====== Records

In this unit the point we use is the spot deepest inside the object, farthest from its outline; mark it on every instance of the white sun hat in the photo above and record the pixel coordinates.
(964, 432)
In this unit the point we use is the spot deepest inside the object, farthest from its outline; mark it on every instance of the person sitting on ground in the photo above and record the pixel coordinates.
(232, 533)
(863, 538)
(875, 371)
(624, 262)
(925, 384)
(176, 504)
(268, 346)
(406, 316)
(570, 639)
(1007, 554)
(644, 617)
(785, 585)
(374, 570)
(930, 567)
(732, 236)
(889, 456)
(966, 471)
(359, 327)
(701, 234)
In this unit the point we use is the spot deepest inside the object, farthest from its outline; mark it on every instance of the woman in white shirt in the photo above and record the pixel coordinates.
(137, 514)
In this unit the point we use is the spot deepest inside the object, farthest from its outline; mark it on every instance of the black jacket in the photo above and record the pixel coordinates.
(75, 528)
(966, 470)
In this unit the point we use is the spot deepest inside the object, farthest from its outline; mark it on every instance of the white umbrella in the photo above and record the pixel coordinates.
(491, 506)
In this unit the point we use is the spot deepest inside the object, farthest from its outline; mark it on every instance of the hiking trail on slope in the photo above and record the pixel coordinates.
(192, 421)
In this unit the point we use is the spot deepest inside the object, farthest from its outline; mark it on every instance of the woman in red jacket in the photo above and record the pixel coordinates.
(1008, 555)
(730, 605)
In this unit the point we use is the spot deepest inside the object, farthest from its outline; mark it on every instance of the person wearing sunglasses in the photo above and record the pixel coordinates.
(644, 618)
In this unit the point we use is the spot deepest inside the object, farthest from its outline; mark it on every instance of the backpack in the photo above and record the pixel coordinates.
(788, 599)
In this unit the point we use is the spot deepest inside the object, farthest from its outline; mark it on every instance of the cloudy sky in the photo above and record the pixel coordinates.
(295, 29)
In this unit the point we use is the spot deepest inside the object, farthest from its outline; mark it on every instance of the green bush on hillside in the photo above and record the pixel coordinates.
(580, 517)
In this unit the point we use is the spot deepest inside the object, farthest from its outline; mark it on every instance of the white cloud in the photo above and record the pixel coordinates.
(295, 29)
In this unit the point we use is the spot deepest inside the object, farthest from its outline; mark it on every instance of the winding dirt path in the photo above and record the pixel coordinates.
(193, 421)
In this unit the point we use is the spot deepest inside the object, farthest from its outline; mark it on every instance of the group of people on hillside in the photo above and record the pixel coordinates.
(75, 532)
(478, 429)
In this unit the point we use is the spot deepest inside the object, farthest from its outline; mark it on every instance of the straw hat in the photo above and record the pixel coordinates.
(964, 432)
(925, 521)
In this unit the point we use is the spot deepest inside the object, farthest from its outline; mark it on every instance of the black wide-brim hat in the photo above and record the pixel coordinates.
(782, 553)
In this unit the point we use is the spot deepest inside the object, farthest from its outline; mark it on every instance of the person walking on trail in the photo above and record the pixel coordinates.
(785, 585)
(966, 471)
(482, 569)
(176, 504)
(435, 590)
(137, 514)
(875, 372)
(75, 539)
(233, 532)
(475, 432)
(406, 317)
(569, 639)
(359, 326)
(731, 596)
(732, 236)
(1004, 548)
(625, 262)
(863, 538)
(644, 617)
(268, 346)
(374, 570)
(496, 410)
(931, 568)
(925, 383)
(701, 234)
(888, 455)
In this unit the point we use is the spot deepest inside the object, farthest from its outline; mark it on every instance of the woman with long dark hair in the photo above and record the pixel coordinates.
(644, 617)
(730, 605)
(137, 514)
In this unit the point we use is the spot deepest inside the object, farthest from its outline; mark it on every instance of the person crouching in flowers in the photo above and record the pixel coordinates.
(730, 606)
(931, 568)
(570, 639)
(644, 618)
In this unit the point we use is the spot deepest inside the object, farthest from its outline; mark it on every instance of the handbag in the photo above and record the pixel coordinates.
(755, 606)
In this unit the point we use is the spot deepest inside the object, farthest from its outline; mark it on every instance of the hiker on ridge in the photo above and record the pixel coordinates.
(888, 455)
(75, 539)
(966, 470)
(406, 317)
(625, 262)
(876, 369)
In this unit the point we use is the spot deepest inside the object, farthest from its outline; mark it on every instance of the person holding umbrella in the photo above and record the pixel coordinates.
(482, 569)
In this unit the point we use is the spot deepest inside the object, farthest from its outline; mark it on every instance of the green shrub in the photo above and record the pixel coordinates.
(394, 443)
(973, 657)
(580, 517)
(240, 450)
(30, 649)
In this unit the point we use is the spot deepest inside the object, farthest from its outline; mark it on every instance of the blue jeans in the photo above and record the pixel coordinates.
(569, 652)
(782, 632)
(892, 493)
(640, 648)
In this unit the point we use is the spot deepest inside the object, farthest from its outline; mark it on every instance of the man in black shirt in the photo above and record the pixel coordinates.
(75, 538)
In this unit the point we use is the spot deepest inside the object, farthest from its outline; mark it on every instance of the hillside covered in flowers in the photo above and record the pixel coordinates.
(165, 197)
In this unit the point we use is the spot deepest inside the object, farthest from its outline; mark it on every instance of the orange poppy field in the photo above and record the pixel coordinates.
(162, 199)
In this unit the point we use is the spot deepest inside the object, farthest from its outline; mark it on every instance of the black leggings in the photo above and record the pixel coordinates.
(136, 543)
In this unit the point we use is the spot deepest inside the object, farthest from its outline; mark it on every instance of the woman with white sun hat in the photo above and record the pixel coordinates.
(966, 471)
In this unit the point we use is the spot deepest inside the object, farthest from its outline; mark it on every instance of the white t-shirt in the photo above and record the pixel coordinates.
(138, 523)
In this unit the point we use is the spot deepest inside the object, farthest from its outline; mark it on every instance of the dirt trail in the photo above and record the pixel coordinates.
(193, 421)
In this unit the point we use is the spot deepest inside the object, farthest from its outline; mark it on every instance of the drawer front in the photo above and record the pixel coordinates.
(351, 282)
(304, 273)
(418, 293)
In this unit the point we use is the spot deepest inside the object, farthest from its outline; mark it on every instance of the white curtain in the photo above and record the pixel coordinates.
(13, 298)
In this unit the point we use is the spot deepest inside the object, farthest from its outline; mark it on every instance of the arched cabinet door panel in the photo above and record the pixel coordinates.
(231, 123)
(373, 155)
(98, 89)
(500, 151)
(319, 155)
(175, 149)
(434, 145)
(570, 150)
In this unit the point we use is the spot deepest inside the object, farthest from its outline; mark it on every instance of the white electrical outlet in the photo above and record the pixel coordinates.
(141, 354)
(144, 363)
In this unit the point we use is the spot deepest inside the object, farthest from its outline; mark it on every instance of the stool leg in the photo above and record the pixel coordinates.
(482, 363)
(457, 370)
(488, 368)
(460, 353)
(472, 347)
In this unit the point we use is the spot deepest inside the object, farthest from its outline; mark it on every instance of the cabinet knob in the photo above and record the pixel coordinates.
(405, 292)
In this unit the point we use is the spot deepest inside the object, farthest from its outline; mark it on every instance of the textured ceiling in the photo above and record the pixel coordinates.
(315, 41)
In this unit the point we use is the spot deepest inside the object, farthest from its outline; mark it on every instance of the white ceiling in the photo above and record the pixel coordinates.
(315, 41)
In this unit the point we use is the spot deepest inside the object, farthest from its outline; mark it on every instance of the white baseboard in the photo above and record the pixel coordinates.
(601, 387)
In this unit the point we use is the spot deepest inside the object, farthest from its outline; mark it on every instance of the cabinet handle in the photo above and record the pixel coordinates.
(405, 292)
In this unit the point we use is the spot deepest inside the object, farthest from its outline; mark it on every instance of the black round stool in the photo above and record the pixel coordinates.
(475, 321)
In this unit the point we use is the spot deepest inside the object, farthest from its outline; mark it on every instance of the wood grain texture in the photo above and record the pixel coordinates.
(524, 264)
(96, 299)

============

- **Exercise instructions**:
Make an exact copy of the data above.

- **Response to this exercise**:
In this unit the point we use is the spot deepest inside the object, farthest from its outline; mark it on every instance of the white sun hat in the photo above and record the pixel coordinates.
(964, 432)
In this unit the point we use is the spot deepest inside the object, farthest from its outline; mark it on every instance of the person sitting on ground in the photo above and record the pixel coordinates.
(232, 533)
(863, 538)
(875, 371)
(624, 262)
(925, 384)
(176, 504)
(268, 346)
(406, 316)
(570, 639)
(1007, 554)
(644, 617)
(785, 585)
(374, 570)
(930, 567)
(732, 236)
(889, 456)
(966, 471)
(359, 327)
(701, 234)
In this unit the point we use is the spot deepest inside the object, farthest from its outline; mark it on every instance of the woman in white shirt in the photo above and record the pixel coordinates.
(137, 514)
In this unit the point we use is the spot deepest inside the object, farthest from its outline; mark it on every instance of the black jacket in the photo above and record the pixel coordinates.
(75, 528)
(966, 470)
In this unit the point we use is the spot deepest inside the object, farthest from its outline; mark it on every instance of the white umbrella in the photo above and record the pixel coordinates.
(491, 506)
In this unit the point we use is the spot deepest inside the object, farthest from its outline; mark it on every instance of the hiking trail on slope in the photo above and record the pixel coordinates.
(192, 421)
In this unit the point we use is the spot deepest inside the object, farthest from its outline; mark it on every instance of the woman in red jacket in the photo above and record the pixel coordinates.
(1008, 555)
(730, 605)
In this unit the point we use is the spot deepest inside the object, farthest from its outline; mark it on every instance of the person wearing sunglasses in the photo above and record the pixel coordinates.
(644, 618)
In this unit the point we use is the spot deepest inside the object, farthest from its outline; mark it on every instance of the backpack in the photo above and record the pixel coordinates.
(788, 599)
In this unit the point we use is the spot deepest inside the object, farthest from its outline; mark it on every instance of the cloudy sky in the photo above and record the pixel coordinates.
(295, 29)
In this unit the point we use is the spot deepest inside the object, farthest from its outline; mark it on every instance of the green bush on hillside in the photo above and record the pixel coordinates.
(580, 517)
In this unit the point we use is the spot deepest inside the object, farthest from its outline; mark it on every instance of the white cloud in the photo above and record the pixel coordinates.
(295, 29)
In this unit the point we use is the spot deepest inside the object, farthest from its outline; mark it on every instance of the winding dirt path in the photo above and record the pixel coordinates.
(193, 421)
In this unit the point we use is the spot deepest inside the object, farthest from its outline; mark it on every instance of the group of people on hillside in the photo above and record the pixel coordinates.
(75, 532)
(478, 429)
In this unit the point we use is the spot deepest inside the object, farthest from its outline; mark it on every instance of the straw hat in the photo above and record the pixel coordinates.
(964, 432)
(925, 521)
In this unit the point we use is the spot deepest inside the object, farthest from its outline; mark it on every instance of the black wide-brim hat in the photo above and record the pixel coordinates.
(782, 553)
In this unit the point we use is the spot deepest inside the object, farthest from its outline; mark it on every instance of the person walking on trail in the photo above and record the pixel coordinates.
(785, 585)
(966, 471)
(482, 569)
(176, 504)
(435, 590)
(137, 514)
(875, 372)
(75, 539)
(233, 532)
(475, 432)
(406, 317)
(569, 639)
(359, 326)
(731, 596)
(732, 236)
(1004, 548)
(625, 262)
(863, 538)
(644, 617)
(268, 346)
(374, 570)
(496, 410)
(931, 568)
(925, 383)
(701, 234)
(888, 455)
In this unit the point we use is the spot deepest inside the object, farthest from its outline; mark it on every instance of the woman with long dark hair in the photo above and record the pixel coordinates.
(644, 617)
(730, 605)
(137, 514)
In this unit the point we use is the spot deepest inside the object, farthest from its outline; mark it on every instance of the person crouching in flowers in the photo above and record the pixel coordinates.
(730, 606)
(931, 568)
(570, 639)
(644, 618)
In this unit the point we use is the spot deepest inside the object, farthest from its outline; mark it on every instance of the handbag in the photo above and record the pixel coordinates.
(755, 606)
In this unit the point we use is the spot deepest inside the object, farthest from its outline; mark it on every instance of the hiker on ridge in the photo above and record the pixel coordinates.
(888, 455)
(75, 539)
(966, 470)
(406, 317)
(625, 262)
(876, 369)
In this unit the point we use is the spot deepest inside the object, farthest from its outline; mark it on every instance of the person holding umbrella in the photo above and record the pixel coordinates.
(482, 569)
In this unit the point we use is the spot deepest inside the object, farthest from its outline; mark it on every instance of the green shrub in the photo above and record the pixel coordinates.
(394, 443)
(973, 657)
(580, 517)
(240, 450)
(30, 649)
In this unit the point we use is the spot deepest inside the object, farthest from its outline; mark it on every instance of the blue jeans in the photo above and record the pixel coordinates.
(569, 652)
(782, 632)
(892, 493)
(640, 648)
In this unit the point we use is the spot deepest inside the object, farthest from its outline; mark it on every instance of the man in black shirt in the photo above and record the pixel coordinates.
(75, 538)
In this unit the point we use is the spot deepest inside the object, farthest from its outline; mark it on every instance of the hillside covered in flowers in the photo above and record the pixel coordinates.
(165, 197)
In this unit the point we use is the spot deepest inside the object, farthest from its outline; mark it on every instance of the orange poppy field in the photo above and record the pixel coordinates.
(162, 199)
In this unit the point we use is the spot deepest inside the object, farthest from its outline; mark it on every instance of the black leggings in the photo above and record the pixel coordinates.
(136, 543)
In this unit the point we use is the spot deepest inside the object, farthest from its outline; mark it on every instance of the woman with white sun hat in the photo above and record the pixel coordinates.
(966, 471)
In this unit the point we use is the spot deepest inside the object, farthest from its outline; mark it on every instance of the white t-shirt in the photo above and record the pixel coordinates.
(138, 523)
In this unit the point we use is the spot deepest inside the object, farthest from its outline; mark it on every instance of the dirt trail in the photo above and record the pixel coordinates.
(193, 421)
In this unit the point we use is the spot deepest inside the object, farthest from its outline; mark it on every instance of the drawer front in the photo above and record the pixel coordinates.
(351, 282)
(304, 273)
(418, 293)
In this unit the point we use is the spot deepest inside the object, farthest from its outline; mark it on every instance of the white curtain in the photo above and record the pixel coordinates.
(13, 298)
In this unit the point we use is the spot deepest inside the object, farthest from its outline; mark it on every instance of the arched cabinet door panel in the photo above and record the pixel coordinates.
(231, 123)
(373, 155)
(98, 89)
(500, 151)
(319, 155)
(175, 149)
(434, 145)
(570, 150)
In this unit the point we use is the spot deepest inside the object, farthest from its outline; mark it on every instance of the white electrical outlet in the photo above and record the pixel coordinates.
(141, 354)
(144, 363)
In this unit the point we use is the spot deepest inside the object, farthest from its outline; mark it on every instance of the stool leg in the photo above and record the pixel coordinates.
(482, 363)
(457, 370)
(488, 368)
(460, 353)
(472, 347)
In this unit the point we use is the spot deepest inside the object, farthest from its outline; mark it on every instance of the cabinet knob in the photo above and record the pixel coordinates.
(405, 292)
In this unit the point we use is the spot deepest inside the object, farthest from its outline; mark it on every instance of the textured ceiling in the photo above and record the pixel coordinates.
(315, 41)
In this unit the point we use is the spot deepest inside the object, farthest from its outline; mark it on every instance of the white ceiling in the photo above and record the pixel coordinates.
(315, 41)
In this unit the point we use is the spot deepest inside the object, farthest from its outline; mark it on every instance of the white baseboard in the photo above and record the pixel coordinates.
(601, 387)
In this unit the point we use is the spot deepest inside the object, farthest from its outline; mark it on every instance of the cabinet handle in the photo above and record the pixel coordinates.
(405, 292)
In this unit the point we use is the spot deepest inside the object, farthest from its outline; mark it on every instance of the black round stool in the photo above and record the pixel coordinates.
(475, 321)
In this unit the point we use is the spot deepest inside the object, farthest from its outline; mark it on every instance of the wood grain texture in the photo above and record the pixel coordinates.
(524, 264)
(96, 299)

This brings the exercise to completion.